CONJUNTO DE TAREFAS:
**A.** Reproduza fielmente a parte do trecho sobre os sonhos dos estudantes que vai de "Mayara, 15 anos, já" até "uma advogada conhecida.", incluindo essas palavras.
**B.** De acordo com o trecho sobre os sonhos dos estudantes, qual profissão Mayara deseja seguir?

TRECHO APRESENTADO:

Lucas tem a mesma idade do colega, mas é
firme ao anunciar seu sonho de tornar-se um radialista famoso e
respeitado. Tomou tal decisão após visitar a emissora de rádio Costa do
Sol FM e se encantar pela rotina dos profissionais. Desde então, comanda
um programa de músicas e debates na rádio interna da escola, e se
orgulha por ser reconhecido e apontado pelos colegas e funcionários nos
corredores da Instituição.
Mayara, 15 anos, já foi concorrente de
Lucas, e também produziu um programa na rádio da escola. Há algum tempo,
porém, abandonou os microfones e saiu dos limites do estúdio para seguir
seu sonho de tornar-se professora de Educação Física. Hoje, frequenta
assiduamente as aulas práticas oferecidas pela Instituição, e participa
de todas as atividades extracurriculares que envolvem o mundo
desportivo.
Suziane quer ser atriz, Gleiciane sonha
em ser nutricionista, e Nayara não vai ficar satisfeita até tornar-se
uma advogada conhecida.

LINHAS DE DADOS:
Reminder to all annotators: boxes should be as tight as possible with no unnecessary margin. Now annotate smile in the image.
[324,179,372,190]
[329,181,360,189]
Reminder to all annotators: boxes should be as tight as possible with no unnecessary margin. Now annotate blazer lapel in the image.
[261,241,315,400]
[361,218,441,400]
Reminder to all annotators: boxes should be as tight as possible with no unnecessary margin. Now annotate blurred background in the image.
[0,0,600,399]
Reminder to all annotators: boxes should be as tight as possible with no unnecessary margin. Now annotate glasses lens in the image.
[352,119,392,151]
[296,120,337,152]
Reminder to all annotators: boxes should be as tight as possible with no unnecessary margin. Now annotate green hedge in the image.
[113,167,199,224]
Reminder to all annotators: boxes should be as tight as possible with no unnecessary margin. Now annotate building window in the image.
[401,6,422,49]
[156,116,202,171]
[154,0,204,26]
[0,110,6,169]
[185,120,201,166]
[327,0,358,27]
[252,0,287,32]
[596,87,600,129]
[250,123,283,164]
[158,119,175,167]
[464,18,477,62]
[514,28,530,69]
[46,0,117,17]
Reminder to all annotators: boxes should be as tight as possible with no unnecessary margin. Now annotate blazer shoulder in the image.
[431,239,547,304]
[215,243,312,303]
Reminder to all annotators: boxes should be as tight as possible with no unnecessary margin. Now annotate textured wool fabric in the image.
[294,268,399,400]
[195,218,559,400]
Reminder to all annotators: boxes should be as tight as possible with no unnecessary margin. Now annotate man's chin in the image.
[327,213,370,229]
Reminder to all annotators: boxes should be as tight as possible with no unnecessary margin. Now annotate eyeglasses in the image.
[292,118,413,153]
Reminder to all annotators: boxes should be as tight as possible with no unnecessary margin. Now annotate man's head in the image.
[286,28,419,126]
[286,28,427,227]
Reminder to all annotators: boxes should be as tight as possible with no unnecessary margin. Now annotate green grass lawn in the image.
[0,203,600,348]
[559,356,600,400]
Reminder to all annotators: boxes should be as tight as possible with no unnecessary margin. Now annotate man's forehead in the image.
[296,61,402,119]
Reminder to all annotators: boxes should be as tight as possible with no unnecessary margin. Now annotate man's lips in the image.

RESULTADOS DO EXERCÍCIO:
**A.**
Mayara, 15 anos, já foi concorrente de
Lucas, e também produziu um programa na rádio da escola. Há algum tempo,
porém, abandonou os microfones e saiu dos limites do estúdio para seguir
seu sonho de tornar-se professora de Educação Física. Hoje, frequenta
assiduamente as aulas práticas oferecidas pela Instituição, e participa
de todas as atividades extracurriculares que envolvem o mundo
desportivo.
Suziane quer ser atriz, Gleiciane sonha
em ser nutricionista, e Nayara não vai ficar satisfeita até tornar-se
uma advogada conhecida.

**B.** Professora de Educação Física.